■ **Exercise goal**: The reply must consist of one number: how many lines of the data include the word "floor".
+-------+
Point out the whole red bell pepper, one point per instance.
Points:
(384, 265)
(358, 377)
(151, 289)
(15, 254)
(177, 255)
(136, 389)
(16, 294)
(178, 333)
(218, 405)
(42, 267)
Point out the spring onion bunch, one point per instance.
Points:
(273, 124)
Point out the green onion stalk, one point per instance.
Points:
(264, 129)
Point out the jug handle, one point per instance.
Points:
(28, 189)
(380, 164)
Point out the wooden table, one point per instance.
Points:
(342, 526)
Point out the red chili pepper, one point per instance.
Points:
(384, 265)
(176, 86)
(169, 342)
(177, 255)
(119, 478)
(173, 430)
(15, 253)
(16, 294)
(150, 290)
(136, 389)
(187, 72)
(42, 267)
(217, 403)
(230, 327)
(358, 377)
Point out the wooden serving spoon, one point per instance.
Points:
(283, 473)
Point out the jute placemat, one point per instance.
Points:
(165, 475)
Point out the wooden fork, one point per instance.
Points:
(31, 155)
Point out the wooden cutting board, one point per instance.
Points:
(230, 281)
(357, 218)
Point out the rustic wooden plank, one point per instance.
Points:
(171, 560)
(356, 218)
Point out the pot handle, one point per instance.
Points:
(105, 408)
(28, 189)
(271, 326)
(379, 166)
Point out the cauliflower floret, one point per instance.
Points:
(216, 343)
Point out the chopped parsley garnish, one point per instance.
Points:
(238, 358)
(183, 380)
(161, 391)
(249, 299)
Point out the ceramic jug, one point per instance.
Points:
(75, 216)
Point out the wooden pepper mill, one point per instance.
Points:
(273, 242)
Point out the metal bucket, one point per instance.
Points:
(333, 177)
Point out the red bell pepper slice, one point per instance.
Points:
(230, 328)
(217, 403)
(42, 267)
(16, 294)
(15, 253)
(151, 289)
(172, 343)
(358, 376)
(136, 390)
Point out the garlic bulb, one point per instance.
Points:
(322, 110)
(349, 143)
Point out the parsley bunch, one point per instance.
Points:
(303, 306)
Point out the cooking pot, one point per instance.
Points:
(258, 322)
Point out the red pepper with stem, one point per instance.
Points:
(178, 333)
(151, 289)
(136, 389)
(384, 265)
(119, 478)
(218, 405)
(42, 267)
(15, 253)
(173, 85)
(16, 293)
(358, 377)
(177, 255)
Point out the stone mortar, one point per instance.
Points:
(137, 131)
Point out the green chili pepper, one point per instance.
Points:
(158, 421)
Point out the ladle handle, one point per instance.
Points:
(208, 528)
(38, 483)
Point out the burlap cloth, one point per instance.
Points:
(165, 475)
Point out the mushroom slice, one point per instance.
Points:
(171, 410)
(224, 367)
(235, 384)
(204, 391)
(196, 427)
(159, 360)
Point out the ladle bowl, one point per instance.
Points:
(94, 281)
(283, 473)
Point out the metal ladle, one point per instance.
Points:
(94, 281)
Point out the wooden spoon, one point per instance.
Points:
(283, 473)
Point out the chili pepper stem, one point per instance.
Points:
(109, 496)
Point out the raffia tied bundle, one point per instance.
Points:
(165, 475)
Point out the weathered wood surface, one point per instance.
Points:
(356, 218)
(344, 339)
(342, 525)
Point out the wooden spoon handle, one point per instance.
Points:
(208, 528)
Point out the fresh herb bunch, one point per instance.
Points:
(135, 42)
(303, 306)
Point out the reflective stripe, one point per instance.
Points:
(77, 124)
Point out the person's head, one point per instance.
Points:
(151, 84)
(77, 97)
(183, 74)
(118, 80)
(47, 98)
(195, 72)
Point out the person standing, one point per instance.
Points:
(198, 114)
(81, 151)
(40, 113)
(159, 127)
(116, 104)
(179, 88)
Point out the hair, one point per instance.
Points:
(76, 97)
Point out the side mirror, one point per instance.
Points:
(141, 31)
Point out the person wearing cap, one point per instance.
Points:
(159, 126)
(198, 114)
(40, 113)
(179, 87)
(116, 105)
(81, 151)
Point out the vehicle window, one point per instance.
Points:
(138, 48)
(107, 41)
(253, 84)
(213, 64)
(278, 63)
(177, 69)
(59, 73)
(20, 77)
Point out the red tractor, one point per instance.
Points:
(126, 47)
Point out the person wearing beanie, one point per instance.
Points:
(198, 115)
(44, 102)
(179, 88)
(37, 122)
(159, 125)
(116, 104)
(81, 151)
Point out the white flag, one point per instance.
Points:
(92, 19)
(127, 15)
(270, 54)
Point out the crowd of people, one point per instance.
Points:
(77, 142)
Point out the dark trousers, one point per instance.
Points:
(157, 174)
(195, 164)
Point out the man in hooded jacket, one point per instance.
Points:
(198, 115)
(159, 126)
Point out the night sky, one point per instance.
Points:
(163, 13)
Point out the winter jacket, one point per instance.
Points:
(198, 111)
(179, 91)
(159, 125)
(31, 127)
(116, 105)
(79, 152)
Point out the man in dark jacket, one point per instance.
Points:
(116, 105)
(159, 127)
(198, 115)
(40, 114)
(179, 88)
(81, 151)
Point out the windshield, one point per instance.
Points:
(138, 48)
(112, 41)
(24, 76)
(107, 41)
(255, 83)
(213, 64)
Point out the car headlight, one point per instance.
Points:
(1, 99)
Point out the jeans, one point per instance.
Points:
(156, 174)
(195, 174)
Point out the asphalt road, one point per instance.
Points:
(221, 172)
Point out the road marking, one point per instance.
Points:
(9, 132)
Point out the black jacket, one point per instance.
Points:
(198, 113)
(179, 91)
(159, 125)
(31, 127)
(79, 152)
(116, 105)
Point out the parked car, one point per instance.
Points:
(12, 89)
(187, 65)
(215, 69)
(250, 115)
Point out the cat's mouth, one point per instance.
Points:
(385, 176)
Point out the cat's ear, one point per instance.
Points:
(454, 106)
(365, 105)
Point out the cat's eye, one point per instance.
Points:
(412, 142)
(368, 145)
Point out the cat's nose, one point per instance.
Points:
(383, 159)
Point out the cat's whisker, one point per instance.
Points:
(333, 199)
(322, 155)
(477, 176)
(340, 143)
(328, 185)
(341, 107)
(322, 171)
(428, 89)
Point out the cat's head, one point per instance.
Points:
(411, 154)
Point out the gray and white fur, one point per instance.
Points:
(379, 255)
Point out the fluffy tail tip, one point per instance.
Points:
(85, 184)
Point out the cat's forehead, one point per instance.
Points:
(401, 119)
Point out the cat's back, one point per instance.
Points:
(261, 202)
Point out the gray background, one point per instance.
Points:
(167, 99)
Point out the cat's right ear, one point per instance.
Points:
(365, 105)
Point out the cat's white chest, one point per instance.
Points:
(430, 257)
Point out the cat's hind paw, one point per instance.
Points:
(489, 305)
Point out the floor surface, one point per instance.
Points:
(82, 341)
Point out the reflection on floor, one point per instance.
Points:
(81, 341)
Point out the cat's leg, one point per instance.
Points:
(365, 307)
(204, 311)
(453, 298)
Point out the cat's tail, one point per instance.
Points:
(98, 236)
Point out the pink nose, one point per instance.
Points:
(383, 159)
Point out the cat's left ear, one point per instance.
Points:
+-------+
■ **Solution to this problem**: 2